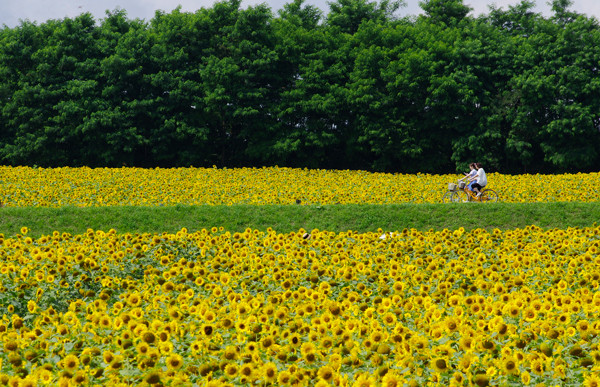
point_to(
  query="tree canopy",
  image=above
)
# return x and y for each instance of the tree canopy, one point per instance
(354, 88)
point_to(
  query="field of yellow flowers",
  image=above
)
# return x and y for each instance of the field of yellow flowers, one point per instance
(56, 187)
(318, 308)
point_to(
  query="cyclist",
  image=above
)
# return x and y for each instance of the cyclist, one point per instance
(469, 175)
(479, 180)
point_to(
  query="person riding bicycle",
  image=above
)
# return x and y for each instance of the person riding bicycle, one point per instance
(479, 180)
(469, 175)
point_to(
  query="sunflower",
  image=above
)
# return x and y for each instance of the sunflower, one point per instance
(326, 373)
(231, 371)
(247, 371)
(152, 377)
(70, 363)
(510, 365)
(591, 380)
(174, 361)
(440, 365)
(269, 372)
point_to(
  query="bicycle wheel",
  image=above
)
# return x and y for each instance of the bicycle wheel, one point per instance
(458, 197)
(488, 196)
(447, 196)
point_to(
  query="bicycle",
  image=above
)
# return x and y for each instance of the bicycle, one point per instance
(459, 193)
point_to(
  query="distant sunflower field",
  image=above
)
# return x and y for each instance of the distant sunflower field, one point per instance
(213, 307)
(56, 187)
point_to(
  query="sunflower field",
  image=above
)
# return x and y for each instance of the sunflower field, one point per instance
(213, 307)
(56, 187)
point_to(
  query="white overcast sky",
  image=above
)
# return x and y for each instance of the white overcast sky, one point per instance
(13, 11)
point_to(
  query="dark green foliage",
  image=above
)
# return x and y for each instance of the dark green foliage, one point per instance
(354, 88)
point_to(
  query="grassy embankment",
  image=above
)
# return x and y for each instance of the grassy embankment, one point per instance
(362, 218)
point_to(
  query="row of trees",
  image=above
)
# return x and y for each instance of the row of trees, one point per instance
(355, 88)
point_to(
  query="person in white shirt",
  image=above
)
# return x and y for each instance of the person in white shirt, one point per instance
(479, 180)
(469, 175)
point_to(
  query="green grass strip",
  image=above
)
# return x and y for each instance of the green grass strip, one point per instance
(362, 218)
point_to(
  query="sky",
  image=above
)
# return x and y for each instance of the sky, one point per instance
(39, 11)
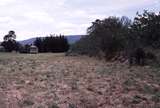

» TASK INSTRUCTIONS
List each line of the entries above that contains the string "sunflower". Case matters.

» SOLUTION TO THIS PROBLEM
  query="sunflower",
# return x and y for each instance of the sunflower, one point per instance
  query="distant sunflower field",
# return x and y for each instance of the distant sunflower field, one point per instance
  query="sunflower field",
# return x and y for each instance of the sunflower field, one point per instance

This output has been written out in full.